Der wahre Aidsfilm: Arakis „The Living End“  ■ Von Hans-Hermann Kotte

Luke, Typ Schaufensterdekorateur, schön wie ein Centerfold und nicht der Hellste, geriert sich als Punk. An Parkhauswänden bringt er ebenso kokett wie risikolos Graffiti an: „I blame society“. Ohne festen Wohnsitz hangelt er sich von Mann zu Mann.

Jon, linksliberaler Filmkritiker irgendeines Stadtmagazins, läßt von einem Tag auf den anderen Redaktionsschluß Redaktionsschluß sein und sogar die junge „Schwulenmutti“, seine beste Freundin, im Stich. Das Diktiergerät bespricht er mit schwarzen Gedanken, am Auto klebt der Sticker „Choose Death“.

Die beiden Endzwanziger aus L.A. gehören zum selben „Club“, wie Luke sagt. Beide Männer wissen, daß sie HIV-positiv sind. Und sie verlieben sich ineinander. „The Living End“ von Gregg Araki thematisiert ihren Umgang mit dem Testergebnis – eine komische und verzweifelte Flucht mit dem Auto vor Beileid und Beratung, eine selbstinszenierte Höllenfahrt, natürlich mit Kreditkarte. Der gern als „erstes Aids-Roadmovie“ bezeichnete Film ist so eine Art „Außer Atem“ auf schwul, Yuppie- Trash der späten Republikaner- Ära. „Wetten, daß sie sofort ein Wundermittel parat hätten, wenn wir Bush ein bißchen von unserem Blut einspritzen würden?“ Kein rührendes Erklärstück, kein ätherisches Testament, keine Aidskunst mit geadelten Opfern.

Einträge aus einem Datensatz
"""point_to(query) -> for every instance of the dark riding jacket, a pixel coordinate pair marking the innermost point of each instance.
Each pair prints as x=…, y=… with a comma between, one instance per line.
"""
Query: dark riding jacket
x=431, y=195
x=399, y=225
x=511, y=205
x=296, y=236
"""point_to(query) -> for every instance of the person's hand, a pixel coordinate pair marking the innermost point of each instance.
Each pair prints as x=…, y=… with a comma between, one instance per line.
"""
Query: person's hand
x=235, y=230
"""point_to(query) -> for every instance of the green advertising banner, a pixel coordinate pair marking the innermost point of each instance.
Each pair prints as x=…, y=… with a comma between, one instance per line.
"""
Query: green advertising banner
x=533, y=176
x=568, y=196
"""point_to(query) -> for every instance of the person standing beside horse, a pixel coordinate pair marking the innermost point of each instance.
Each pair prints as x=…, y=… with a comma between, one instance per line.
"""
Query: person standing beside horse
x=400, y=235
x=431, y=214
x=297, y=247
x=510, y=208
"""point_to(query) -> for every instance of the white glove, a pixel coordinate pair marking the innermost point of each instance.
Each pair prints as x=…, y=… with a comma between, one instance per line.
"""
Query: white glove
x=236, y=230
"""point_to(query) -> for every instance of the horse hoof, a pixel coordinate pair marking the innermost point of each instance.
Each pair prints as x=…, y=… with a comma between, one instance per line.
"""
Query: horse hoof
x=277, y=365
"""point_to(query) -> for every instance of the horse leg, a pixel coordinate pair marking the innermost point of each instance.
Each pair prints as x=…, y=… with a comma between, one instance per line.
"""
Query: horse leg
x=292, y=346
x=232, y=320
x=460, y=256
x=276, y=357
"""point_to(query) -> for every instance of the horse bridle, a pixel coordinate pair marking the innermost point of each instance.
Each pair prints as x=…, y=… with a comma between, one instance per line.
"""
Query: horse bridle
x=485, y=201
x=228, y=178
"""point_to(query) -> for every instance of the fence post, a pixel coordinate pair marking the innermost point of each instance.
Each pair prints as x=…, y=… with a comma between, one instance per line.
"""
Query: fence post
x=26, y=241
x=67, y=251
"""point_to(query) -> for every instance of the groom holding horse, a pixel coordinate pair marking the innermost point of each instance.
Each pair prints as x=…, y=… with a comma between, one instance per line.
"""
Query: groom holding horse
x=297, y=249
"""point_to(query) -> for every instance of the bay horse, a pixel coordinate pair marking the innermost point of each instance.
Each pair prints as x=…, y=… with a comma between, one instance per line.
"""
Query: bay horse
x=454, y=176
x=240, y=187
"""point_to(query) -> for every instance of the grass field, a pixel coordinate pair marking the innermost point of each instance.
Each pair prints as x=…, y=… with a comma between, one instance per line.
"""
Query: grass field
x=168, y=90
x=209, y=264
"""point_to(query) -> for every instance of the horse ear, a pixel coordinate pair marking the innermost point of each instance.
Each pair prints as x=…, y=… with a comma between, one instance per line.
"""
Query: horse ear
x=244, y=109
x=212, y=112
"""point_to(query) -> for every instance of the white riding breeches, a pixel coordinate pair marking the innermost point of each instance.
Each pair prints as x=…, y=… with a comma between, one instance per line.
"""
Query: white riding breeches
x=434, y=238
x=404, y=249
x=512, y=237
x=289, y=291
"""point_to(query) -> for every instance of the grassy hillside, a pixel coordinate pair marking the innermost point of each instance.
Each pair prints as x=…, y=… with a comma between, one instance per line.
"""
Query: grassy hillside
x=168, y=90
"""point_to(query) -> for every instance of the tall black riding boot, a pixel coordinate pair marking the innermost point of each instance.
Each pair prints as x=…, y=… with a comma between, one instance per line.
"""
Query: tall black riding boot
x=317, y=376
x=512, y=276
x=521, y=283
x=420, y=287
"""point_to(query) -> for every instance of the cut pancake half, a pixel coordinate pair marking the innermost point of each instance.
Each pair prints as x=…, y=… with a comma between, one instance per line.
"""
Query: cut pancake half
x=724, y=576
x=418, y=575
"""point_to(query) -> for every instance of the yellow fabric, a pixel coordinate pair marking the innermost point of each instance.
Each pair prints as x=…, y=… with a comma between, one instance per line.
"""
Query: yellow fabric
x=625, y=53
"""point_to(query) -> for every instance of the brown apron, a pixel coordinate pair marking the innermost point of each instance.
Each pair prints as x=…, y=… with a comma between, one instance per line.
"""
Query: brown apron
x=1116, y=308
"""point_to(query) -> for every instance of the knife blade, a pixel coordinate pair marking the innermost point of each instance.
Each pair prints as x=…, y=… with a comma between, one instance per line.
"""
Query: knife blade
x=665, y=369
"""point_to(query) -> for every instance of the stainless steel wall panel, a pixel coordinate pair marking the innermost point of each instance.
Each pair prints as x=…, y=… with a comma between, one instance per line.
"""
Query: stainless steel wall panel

▶ [Fragen und Aufgaben]
• a. Beantworte anhand der Filmkritik zu „The Living End“ die folgenden Fragen:
(i) Welchen Spruch bringt Luke an Parkhauswänden an?
(ii) Welcher Sticker klebt an Jons Auto?
(iii) Als was wird der Film gern bezeichnet?
• b. Führe die Filmkritik zu „The Living End“ nach ihrem letzten Satz weiter.

▶ [Lösungen je Aufgabe]
• a.
(i) „I blame society“
(ii) „Choose Death“
(iii) Als „erstes Aids-Roadmovie“

• b.
Nachdem ihn sein Arzt gesagt hat, daß er noch einige gute Jahre vor sich haben könnte, übergibt sich Jon auf der Toilette. Danach fährt er aufgedreht durch die Stadt. Die tröstlichen Umarmungen seiner Freundin Darcy können ihn nicht halten, der Artikel über Derek Jarman bleibt liegen. Irgendwann liest er Luke auf, der am Straßenrand trampt. Bald kann Jon auf seinem Computer nur noch ein Wort tippen: Fuck, Fuck, Fuck. Und das tun sie auch. So ziemlich ständig und überall.

„The Living End“ ist ein pathetischer Film, der gleichzeitig das Pathos der Infizierten ironisiert. Politische Korrektheit persifliert Gregg Araki auf politisch korrekte Weise. Ebengeradenoch haben sich Luke und Jon versichert, daß sie anders als die anderen sind („Wir haben nicht so viel Zeit“), da riskieren sie schon den Rest. Blow Job bei Vollgas. Gegen die Sinnlosigkeit hilft nur eine gute Portion Maßlosigkeit.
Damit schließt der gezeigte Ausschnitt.